* **Given exercise**
Copy out every entry below line for line, changing nothing.
# Start of Records provided
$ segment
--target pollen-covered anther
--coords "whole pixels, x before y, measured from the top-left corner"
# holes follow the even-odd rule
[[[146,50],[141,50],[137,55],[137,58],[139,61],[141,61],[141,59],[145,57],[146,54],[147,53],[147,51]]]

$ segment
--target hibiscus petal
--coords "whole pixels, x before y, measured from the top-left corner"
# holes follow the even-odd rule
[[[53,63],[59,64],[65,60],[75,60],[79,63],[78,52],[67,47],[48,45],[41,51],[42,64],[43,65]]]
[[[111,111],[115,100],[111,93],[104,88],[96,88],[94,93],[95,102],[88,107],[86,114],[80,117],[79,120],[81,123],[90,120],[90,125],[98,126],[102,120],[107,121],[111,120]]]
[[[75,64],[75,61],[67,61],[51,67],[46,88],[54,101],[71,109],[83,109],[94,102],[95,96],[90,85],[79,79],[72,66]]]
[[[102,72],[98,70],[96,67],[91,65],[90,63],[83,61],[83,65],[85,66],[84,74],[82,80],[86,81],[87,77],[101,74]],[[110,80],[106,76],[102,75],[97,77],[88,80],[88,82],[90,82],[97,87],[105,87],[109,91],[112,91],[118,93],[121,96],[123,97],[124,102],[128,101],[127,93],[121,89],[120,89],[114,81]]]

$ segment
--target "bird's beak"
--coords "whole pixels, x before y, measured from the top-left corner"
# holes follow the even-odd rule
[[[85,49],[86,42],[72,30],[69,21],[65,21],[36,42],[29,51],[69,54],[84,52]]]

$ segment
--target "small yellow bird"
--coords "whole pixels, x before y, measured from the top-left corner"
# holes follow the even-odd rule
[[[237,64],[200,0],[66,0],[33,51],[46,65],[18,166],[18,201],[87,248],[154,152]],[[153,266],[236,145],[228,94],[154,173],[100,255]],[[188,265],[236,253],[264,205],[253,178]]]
# End of Records provided
* **Correct response**
$ segment
--target pollen-covered anther
--coords "whole pixels, x before y, measured from the top-left corner"
# holes follow the even-odd rule
[[[146,50],[141,50],[137,55],[137,58],[139,61],[141,61],[141,59],[145,57],[146,54],[147,53],[147,51]]]

$ segment
--target hibiscus petal
--coords "whole pixels, x before y, measured from the top-left corner"
# holes follow the even-odd rule
[[[53,63],[59,64],[65,60],[75,60],[79,63],[78,52],[67,47],[48,45],[41,51],[42,64],[43,65]]]
[[[111,111],[115,100],[111,93],[104,88],[96,88],[94,93],[95,102],[88,107],[86,114],[80,117],[79,120],[81,123],[90,120],[90,125],[98,126],[102,120],[107,121],[111,120]]]
[[[75,64],[75,61],[67,61],[51,67],[46,88],[54,101],[71,109],[83,109],[94,102],[95,96],[90,85],[79,79],[72,66]]]
[[[102,72],[98,70],[96,67],[91,65],[90,63],[83,61],[83,65],[85,66],[84,74],[82,80],[86,81],[87,77],[101,74]],[[110,80],[106,76],[102,75],[97,77],[88,80],[88,82],[90,82],[97,87],[105,87],[109,91],[112,91],[118,93],[121,96],[123,97],[124,102],[128,101],[127,93],[121,89],[120,89],[114,81]]]

$ segment
--target "bird's beak"
--coords "whole pixels, x before y, measured from the top-left corner"
# holes follow the even-odd rule
[[[85,49],[86,42],[72,30],[69,21],[65,21],[36,42],[29,51],[69,54],[84,52]]]

$ segment
--target "small yellow bird"
--coords "whole pixels, x before y, measured from the top-left corner"
# holes follow the even-odd rule
[[[237,64],[200,0],[66,0],[33,51],[46,65],[18,166],[18,201],[87,248],[154,152]],[[153,266],[236,145],[228,94],[154,173],[100,255]],[[188,265],[236,253],[264,205],[253,178]]]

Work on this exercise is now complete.